_EXTRAIT CHOISI_.
+++
À cette même époque, il prend en main la construction à Dijon du premier ballon « dirigé » de l’Académie de Dijon. Le 12 Juin 1784, à 7 heures du matin, Guyton de Morveau et M. de Virely s’envolent des Argentières pour le second vol dijonnais, après le premier qui avait emporté Guyton et l’abbé Bertrand le 25 avril. Il embarque pour ce vol des appareils scientifiques. On parle de Guyton comme du premier chimiste de France. Dijon et son Académie rayonnent en Europe grâce à la chimie : entre 1748 et 1758, seulement quatre mémoires sont lus, quatorze entre 1759 et 1770 et 226 entre 1771 et 1793. Le langage universel proposé en 1782 fait son chemin et en 1786, il publie le premier volume du Dictionnaire de Chimie de l’Encyclopédie Méthodique. En 1787 avec Lavoisier, Berthollet et Fourcroy, il fixe la nomenclature chimique. Le 2 mai, il présente son travail à l’Académie des Sciences, parle pour la première fois d’hydrogène et abandonne le phlogistique. En 1787 il écrit le Mémoire sur le développement des principes chimiques et invente de nombreux mots comme azote, tungstène, arséniate etc.

Guyton quitte Dijon pour Paris. Il participe activement à la Révolution française, devenant député de la Côte-d’Or à l’Assemblée Législative, à la Convention, puis président du Comité de Salut Public. Il va faire une carrière nationale mais abandonne rapidement la politique pour se consacrer uniquement aux sciences appliquées, à l’économie et à la guerre. Il participe à l’organisation des moyens de défense et notamment du service d’aérostation se rappelant ses expériences dijonnaises. Il publie aussi un Mémoire sur l’Instruction publique en 1794 qui contient des propositions détaillées pour la création de collèges dans chaque province. Il est nommé professeur de chimie (substances minérales) à la nouvelle École centrale des travaux publics qui deviendra l’École polytechnique ; il le restera jusqu’en 1811 après en avoir été aussi le directeur pendant quelques années. Napoléon le nomme administrateur des monnaies et baron en 1811.
+++
_DONNÉES SOURCES_.
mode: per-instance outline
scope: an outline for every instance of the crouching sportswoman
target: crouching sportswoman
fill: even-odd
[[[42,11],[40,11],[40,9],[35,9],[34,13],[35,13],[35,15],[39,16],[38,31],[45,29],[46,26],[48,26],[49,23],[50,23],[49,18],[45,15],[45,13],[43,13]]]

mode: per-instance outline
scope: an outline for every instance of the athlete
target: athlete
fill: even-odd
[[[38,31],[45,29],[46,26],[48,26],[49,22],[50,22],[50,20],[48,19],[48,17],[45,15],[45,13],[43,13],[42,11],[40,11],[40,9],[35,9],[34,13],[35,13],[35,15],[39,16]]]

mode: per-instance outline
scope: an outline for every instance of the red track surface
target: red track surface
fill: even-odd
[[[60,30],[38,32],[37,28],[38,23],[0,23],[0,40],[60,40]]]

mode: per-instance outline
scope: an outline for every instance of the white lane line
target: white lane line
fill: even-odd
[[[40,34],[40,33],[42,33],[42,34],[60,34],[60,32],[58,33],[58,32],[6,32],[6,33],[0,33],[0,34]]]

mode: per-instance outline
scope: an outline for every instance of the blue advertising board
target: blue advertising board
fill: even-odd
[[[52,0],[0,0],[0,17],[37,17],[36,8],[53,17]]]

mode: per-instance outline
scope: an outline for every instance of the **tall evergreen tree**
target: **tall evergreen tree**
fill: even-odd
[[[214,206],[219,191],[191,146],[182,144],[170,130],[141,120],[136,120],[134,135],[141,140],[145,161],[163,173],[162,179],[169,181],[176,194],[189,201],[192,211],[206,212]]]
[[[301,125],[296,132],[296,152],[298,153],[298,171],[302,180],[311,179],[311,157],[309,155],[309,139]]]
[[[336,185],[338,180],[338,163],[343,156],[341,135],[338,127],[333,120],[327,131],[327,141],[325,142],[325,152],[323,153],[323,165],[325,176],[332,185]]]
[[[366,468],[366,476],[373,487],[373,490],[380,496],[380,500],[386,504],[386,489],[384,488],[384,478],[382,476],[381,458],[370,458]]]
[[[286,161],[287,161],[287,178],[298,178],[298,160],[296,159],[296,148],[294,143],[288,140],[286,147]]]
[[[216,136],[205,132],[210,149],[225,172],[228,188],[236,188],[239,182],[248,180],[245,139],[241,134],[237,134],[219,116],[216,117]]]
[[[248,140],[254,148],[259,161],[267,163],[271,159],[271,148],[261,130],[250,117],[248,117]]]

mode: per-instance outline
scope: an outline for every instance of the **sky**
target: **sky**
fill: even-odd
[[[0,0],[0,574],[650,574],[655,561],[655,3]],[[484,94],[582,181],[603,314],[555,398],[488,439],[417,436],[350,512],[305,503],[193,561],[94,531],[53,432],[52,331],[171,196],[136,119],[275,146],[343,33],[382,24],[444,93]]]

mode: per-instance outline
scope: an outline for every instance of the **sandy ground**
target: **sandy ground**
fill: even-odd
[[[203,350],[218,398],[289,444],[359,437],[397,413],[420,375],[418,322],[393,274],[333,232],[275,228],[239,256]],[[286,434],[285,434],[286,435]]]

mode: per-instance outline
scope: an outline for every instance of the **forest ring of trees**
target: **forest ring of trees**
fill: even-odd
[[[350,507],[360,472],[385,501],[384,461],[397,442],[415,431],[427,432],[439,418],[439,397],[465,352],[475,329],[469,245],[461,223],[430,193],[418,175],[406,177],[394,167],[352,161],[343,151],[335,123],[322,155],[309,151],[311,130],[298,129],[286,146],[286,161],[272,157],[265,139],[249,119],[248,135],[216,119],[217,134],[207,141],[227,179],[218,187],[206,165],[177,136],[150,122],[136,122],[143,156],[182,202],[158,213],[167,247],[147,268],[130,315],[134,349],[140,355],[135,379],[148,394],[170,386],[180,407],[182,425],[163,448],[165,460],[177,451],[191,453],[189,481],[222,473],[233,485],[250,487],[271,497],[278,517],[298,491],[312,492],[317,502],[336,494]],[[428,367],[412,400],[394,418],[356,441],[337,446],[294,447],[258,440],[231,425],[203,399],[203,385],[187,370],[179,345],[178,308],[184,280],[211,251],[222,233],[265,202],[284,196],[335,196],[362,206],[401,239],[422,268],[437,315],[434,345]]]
+++
_CONSIGNES_.
a: Reprenez sous forme de liste le paragraphe qui commence par « Guyton quitte Dijon pour Paris », sans perdre les faits principaux de l'extrait choisi.
b: Rédigez la suite de l'extrait consacré à Guyton de Morveau.

_RÉPONSES_.
a:
- Guyton quitte Dijon pour Paris.
- Pendant la Révolution française, il est député de la Côte-d'Or à l'Assemblée Législative puis à la Convention, et préside le Comité de Salut Public.
- Il délaisse vite la politique pour les sciences appliquées, l'économie et la guerre.
- Il contribue à organiser la défense, notamment le service d'aérostation, fort de ses expériences dijonnaises.
- En 1794, il publie un Mémoire sur l'Instruction publique qui propose de créer des collèges dans chaque province.
- Il enseigne la chimie (substances minérales) à l'École centrale des travaux publics, future École polytechnique, jusqu'en 1811, et la dirige quelques années.
- En 1811, Napoléon le nomme administrateur des monnaies et baron.

b:
Il avait épousé son amie de toujours, Mme Picardet, en 1798 ; elle faisait de nombreuses traductions scientifiques car Dijon mettait en français des contributions scientifiques en latin, italien, anglais, allemand et suédois ; à l’inverse, ces « Messieurs » de Dijon, dont Mme Picardet, traduisaient dans ces langues quelques travaux du royaume et les diffusaient.

Durant toute sa vie, Guyton continuera ses études de chimie ; ses travaux sont très nombreux et des plus divers : fabrication des verres, de la porcelaine, recherches sur les ciments, exploitation des mines de charbon, combustion du diamant, études du cuivre, du mercure, du zinc, des peintures notamment du blanc de zinc avec Courtois le découvreur de l’iode.

Il imagine aussi des appareils : pyromètre, aréomètre à volume constant pour déterminer la densité des minéraux et des monnaies etc. Il meurt à Paris le 2 janvier 1816.

Bouchard, Georges. Guyton-Morveau, chimiste et conventionnel (1737-1816). Paris : Librairie académique Perrin, 1938. 368p.